- **Data for the task**
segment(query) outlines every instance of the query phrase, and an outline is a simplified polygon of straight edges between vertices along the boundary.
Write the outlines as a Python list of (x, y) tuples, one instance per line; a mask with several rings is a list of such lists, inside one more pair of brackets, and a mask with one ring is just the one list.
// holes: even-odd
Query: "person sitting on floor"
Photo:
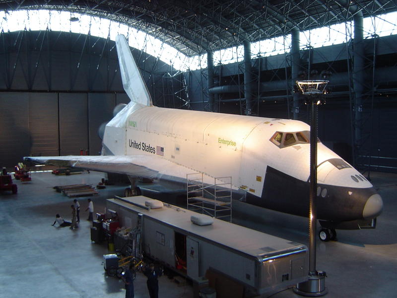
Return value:
[(55, 221), (54, 222), (54, 224), (51, 224), (51, 225), (55, 225), (55, 224), (57, 223), (58, 223), (58, 224), (59, 224), (60, 226), (69, 226), (70, 224), (71, 224), (71, 223), (64, 221), (64, 219), (61, 217), (61, 216), (59, 214), (57, 214), (55, 216)]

- **The exercise**
Rewrite the data above, changing "vertices" to "corner points" and leaving everything else as it is. Omit the pictures from your answer.

- **Response**
segment(query) outlines every instance of the query phrase, and an outline is a simplified polygon of straight edges between corner points along the boundary.
Write the outlines as a Python list of (x, y) tuples, one instance per line; a mask with several rings is a list of such lists, inside one more pair of brackets, and a mask with one ring is just the one list.
// holes: even-odd
Query: "person sitting on floor"
Photo:
Return value:
[(55, 221), (54, 222), (54, 224), (51, 224), (51, 225), (55, 225), (55, 224), (57, 223), (58, 223), (58, 224), (59, 224), (60, 226), (69, 226), (70, 224), (71, 224), (71, 223), (64, 221), (64, 219), (61, 217), (61, 216), (59, 214), (57, 214), (55, 216)]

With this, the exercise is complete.